━━ The data ━━

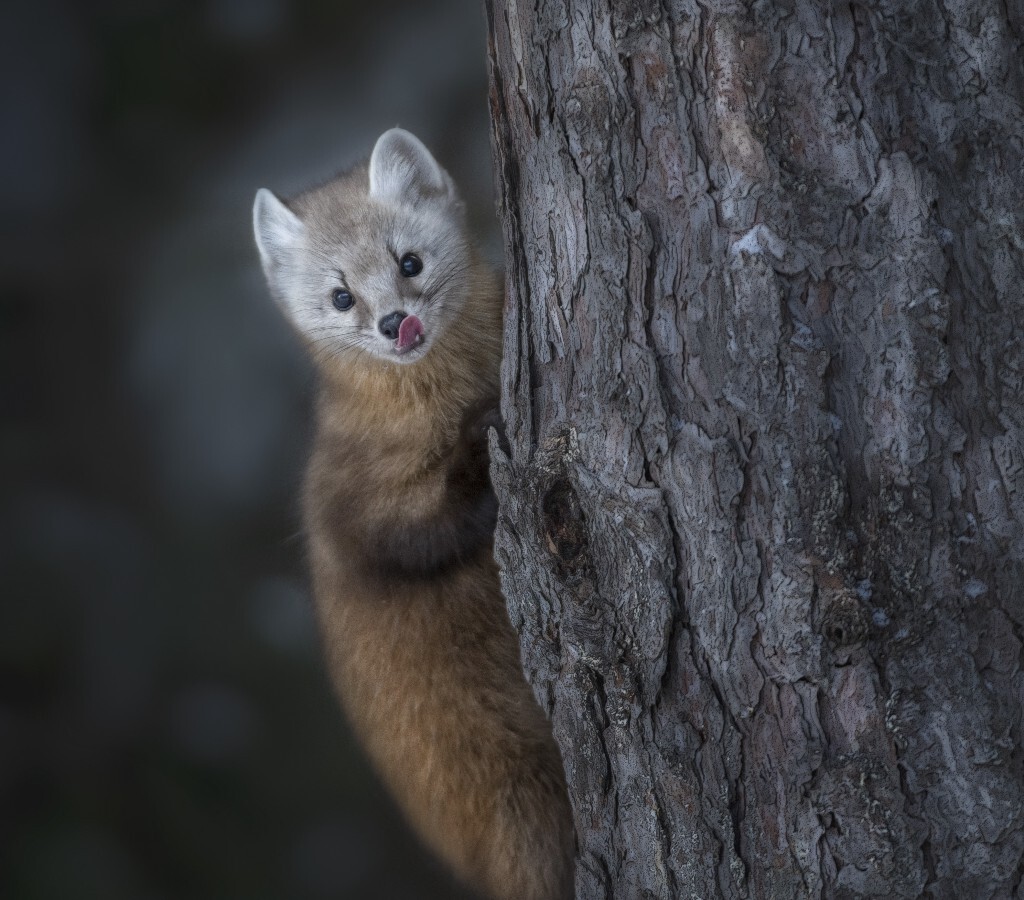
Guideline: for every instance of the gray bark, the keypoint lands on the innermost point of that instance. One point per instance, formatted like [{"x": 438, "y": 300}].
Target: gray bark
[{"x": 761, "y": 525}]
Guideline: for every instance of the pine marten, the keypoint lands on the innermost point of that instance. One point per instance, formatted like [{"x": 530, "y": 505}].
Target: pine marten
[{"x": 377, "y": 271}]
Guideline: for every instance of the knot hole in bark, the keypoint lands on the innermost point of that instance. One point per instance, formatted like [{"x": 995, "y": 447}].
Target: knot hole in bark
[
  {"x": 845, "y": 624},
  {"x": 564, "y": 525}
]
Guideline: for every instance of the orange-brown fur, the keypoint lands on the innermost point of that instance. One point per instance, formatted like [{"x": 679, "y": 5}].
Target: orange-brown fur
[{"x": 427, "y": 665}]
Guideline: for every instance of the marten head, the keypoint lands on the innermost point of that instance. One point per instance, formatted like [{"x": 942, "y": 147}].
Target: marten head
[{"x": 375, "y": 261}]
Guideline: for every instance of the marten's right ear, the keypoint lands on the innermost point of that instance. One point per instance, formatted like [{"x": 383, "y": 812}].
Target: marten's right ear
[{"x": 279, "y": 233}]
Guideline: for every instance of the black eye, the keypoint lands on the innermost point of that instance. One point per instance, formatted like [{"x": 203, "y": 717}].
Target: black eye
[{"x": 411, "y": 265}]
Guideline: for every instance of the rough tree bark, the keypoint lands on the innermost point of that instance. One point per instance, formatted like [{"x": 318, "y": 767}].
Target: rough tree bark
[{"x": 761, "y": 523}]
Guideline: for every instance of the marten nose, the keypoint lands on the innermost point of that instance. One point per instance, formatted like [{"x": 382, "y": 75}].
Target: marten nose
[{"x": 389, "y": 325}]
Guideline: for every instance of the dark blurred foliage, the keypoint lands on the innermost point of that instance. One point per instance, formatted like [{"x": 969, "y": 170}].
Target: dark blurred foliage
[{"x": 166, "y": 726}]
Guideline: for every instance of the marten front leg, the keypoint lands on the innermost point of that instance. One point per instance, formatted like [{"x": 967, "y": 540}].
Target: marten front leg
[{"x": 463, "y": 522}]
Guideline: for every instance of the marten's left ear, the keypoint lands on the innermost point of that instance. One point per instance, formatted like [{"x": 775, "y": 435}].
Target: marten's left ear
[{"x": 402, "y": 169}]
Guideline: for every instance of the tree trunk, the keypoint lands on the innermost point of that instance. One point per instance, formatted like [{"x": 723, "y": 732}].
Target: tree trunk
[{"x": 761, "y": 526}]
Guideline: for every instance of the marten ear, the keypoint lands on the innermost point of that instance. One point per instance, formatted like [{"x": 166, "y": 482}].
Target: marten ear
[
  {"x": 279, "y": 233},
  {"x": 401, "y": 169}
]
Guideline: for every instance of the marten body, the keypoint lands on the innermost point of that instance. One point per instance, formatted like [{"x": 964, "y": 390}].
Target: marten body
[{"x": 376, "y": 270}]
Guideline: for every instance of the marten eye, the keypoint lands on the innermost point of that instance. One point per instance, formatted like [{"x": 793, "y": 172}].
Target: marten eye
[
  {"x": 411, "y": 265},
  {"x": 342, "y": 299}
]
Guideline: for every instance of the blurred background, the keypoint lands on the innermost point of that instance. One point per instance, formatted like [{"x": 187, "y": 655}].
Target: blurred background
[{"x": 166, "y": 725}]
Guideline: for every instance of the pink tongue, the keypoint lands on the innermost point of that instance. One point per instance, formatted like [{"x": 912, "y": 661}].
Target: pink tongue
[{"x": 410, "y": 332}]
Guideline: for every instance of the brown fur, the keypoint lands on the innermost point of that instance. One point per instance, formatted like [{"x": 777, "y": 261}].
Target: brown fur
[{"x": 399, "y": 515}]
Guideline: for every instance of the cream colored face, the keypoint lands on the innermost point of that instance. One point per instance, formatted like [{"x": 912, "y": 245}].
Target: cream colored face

━━━

- Task objective:
Copy out every line from the one containing "Guideline: for every instance of the pink" to the end of the material, both ends included.

- Response to the task:
Guideline: for every instance of the pink tongue, the keypoint lands on the innermost point of that instance. One point per instance, formatted like [{"x": 912, "y": 661}].
Target: pink tongue
[{"x": 410, "y": 332}]
Guideline: for every instance of the brown fur, the keypoint lands on the innermost point of that instance. One point per instance, formatted like [{"x": 777, "y": 261}].
Target: brown fur
[{"x": 399, "y": 515}]
Guideline: for every instance of the cream colored face, the keypoint lands on the innermost point of that instance. One point per instance, formatted like [{"x": 912, "y": 245}].
Target: cream colored face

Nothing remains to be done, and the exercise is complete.